> [Work task]
Copy out the material below, replacing each "positive clicks" with "foreground clicks" and leaving everything else unchanged.

> [Material provided]
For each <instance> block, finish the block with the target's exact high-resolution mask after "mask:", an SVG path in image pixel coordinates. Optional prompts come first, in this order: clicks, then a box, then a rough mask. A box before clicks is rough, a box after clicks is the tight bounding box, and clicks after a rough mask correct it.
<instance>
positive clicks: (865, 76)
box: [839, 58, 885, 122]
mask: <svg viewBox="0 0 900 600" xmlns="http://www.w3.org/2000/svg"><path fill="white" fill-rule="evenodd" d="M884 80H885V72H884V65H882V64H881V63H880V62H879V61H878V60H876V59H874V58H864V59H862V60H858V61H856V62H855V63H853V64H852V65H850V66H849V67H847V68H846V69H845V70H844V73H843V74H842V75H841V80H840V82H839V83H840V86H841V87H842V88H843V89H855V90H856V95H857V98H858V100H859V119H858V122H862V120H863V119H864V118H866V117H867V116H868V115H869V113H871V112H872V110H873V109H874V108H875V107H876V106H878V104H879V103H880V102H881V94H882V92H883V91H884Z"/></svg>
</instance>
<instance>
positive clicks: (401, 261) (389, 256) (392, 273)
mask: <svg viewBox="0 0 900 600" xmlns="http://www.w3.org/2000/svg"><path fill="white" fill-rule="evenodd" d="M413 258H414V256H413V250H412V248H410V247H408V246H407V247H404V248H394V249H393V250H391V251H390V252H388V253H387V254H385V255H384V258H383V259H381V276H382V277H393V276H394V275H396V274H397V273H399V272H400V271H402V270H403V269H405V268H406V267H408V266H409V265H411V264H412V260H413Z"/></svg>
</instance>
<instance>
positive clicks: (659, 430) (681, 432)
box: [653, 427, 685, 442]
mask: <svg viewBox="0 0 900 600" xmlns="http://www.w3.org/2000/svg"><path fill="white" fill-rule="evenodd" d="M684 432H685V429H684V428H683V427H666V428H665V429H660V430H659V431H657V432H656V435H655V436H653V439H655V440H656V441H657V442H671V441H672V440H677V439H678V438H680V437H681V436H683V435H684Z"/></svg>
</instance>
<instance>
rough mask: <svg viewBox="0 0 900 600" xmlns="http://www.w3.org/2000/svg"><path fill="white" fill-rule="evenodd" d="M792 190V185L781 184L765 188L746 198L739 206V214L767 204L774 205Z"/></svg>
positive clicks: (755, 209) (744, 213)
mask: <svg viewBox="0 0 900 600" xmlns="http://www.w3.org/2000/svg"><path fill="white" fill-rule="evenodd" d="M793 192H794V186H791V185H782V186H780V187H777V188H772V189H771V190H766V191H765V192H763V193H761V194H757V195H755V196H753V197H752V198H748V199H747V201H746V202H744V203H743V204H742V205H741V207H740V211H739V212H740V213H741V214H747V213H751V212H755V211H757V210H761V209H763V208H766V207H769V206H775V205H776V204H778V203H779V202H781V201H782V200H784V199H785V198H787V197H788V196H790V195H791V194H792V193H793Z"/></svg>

> [Output for this exercise]
For each <instance> block, finish the block with the target's exact high-resolution mask after "mask:", an SVG path in image pixel coordinates. Optional prompts come first, in this order: clicks, then a box, then a rough mask. A box before clicks is rough, a box after clicks is the tight bounding box, and clicks after a rough mask correct it.
<instance>
foreground clicks: (865, 76)
box: [839, 58, 885, 122]
mask: <svg viewBox="0 0 900 600" xmlns="http://www.w3.org/2000/svg"><path fill="white" fill-rule="evenodd" d="M884 80H885V72H884V65H882V64H881V63H880V62H879V61H878V60H876V59H874V58H864V59H862V60H858V61H856V62H855V63H853V64H852V65H850V66H849V67H847V68H846V69H845V70H844V73H843V74H842V75H841V80H840V82H839V83H840V86H841V87H842V88H843V89H855V90H856V95H857V98H858V100H859V119H858V122H862V120H863V119H864V118H866V117H867V116H868V115H869V113H871V112H872V110H873V109H874V108H875V107H876V106H878V104H879V103H880V102H881V94H882V92H883V91H884Z"/></svg>
</instance>
<instance>
foreground clicks: (401, 261) (389, 256) (392, 273)
mask: <svg viewBox="0 0 900 600" xmlns="http://www.w3.org/2000/svg"><path fill="white" fill-rule="evenodd" d="M413 258H414V256H413V250H412V248H410V247H408V246H407V247H404V248H394V249H393V250H391V251H390V252H388V253H387V254H385V255H384V258H383V259H381V276H382V277H393V276H394V275H396V274H397V273H399V272H400V271H402V270H403V269H405V268H406V267H408V266H409V265H411V264H412V260H413Z"/></svg>
</instance>
<instance>
foreground clicks: (659, 430) (681, 432)
box: [653, 427, 685, 442]
mask: <svg viewBox="0 0 900 600" xmlns="http://www.w3.org/2000/svg"><path fill="white" fill-rule="evenodd" d="M684 432H685V429H684V428H683V427H666V428H665V429H660V430H659V431H657V432H656V435H655V436H653V439H655V440H656V441H657V442H671V441H672V440H677V439H678V438H680V437H681V436H683V435H684Z"/></svg>
</instance>
<instance>
rough mask: <svg viewBox="0 0 900 600" xmlns="http://www.w3.org/2000/svg"><path fill="white" fill-rule="evenodd" d="M792 190V185L781 184L765 188L746 198L739 206V214L767 204L774 205Z"/></svg>
foreground clicks: (755, 209) (744, 213)
mask: <svg viewBox="0 0 900 600" xmlns="http://www.w3.org/2000/svg"><path fill="white" fill-rule="evenodd" d="M793 192H794V186H791V185H782V186H780V187H777V188H772V189H771V190H766V191H765V192H763V193H761V194H757V195H755V196H753V197H752V198H748V199H747V201H746V202H744V203H743V204H742V205H741V207H740V211H739V212H740V213H741V214H747V213H751V212H755V211H757V210H761V209H763V208H766V207H769V206H775V205H776V204H778V203H779V202H781V201H782V200H784V199H785V198H787V197H788V196H790V195H791V194H792V193H793Z"/></svg>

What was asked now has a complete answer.